REQUIRED TASK:
Please rewrite the lines below, starting with the line that contains "of the person" and going on through the last line, with "marker" replaced by "pin" and everything else unchanged.

[START]

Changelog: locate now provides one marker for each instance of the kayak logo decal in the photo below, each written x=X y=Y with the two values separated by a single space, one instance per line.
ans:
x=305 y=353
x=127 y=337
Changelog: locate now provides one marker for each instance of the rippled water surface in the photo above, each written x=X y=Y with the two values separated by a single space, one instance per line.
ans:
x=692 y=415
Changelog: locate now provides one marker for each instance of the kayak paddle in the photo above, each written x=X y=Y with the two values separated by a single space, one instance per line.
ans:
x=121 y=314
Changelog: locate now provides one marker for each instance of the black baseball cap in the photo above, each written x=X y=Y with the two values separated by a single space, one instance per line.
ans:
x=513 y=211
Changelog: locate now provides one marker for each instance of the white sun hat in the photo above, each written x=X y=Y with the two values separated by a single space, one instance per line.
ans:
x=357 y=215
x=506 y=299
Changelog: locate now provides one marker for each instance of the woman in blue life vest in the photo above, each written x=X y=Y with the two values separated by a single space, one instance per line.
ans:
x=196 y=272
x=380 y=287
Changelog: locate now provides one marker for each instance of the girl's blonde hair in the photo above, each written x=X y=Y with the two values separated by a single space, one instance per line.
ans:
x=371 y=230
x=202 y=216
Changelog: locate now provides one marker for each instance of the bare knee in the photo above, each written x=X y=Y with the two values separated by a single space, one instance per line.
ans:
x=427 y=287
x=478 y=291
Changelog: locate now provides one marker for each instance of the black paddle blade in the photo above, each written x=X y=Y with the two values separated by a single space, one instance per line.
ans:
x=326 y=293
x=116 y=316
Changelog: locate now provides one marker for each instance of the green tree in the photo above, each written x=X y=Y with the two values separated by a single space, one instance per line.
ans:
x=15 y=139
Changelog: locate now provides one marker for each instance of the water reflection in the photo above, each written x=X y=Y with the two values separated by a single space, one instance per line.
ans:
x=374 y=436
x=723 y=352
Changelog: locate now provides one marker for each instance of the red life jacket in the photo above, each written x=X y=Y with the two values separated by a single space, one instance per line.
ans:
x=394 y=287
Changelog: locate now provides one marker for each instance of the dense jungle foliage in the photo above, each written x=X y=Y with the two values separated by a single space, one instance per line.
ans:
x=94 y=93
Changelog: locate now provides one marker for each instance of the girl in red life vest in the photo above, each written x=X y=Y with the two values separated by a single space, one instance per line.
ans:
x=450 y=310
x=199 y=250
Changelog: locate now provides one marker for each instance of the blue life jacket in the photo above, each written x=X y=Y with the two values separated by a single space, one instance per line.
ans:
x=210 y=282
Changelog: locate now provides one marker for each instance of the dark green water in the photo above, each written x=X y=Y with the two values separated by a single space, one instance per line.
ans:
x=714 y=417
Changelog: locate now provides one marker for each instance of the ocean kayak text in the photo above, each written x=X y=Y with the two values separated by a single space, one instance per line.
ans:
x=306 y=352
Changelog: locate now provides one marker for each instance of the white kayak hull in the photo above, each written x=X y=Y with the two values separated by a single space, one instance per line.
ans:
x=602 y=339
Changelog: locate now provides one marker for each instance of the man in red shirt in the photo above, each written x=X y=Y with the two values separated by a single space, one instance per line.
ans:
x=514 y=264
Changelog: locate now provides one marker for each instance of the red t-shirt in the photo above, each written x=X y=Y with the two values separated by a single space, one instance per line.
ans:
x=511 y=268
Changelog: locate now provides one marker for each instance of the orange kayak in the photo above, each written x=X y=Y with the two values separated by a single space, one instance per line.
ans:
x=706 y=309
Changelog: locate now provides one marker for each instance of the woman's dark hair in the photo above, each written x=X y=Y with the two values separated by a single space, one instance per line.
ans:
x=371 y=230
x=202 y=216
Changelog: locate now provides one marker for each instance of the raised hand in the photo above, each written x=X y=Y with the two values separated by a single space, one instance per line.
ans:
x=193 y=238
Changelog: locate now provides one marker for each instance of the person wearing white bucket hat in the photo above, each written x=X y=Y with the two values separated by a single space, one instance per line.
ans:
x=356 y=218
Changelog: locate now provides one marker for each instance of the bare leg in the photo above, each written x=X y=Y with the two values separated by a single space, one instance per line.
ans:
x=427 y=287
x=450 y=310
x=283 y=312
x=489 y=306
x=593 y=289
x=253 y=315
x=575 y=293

[END]

COMPLETE ANSWER:
Changelog: locate now provides one pin for each instance of the person wearing white bucket hat in the photo above, each written x=X y=Y with the two values separated by a single space, one instance per line.
ans:
x=356 y=218
Changelog: locate now provides one pin for each instance of the bare leg in the photo above, each written x=X y=Y with the two values separated by a single space, one instance per line.
ans:
x=427 y=287
x=450 y=310
x=283 y=312
x=489 y=306
x=593 y=289
x=253 y=315
x=575 y=293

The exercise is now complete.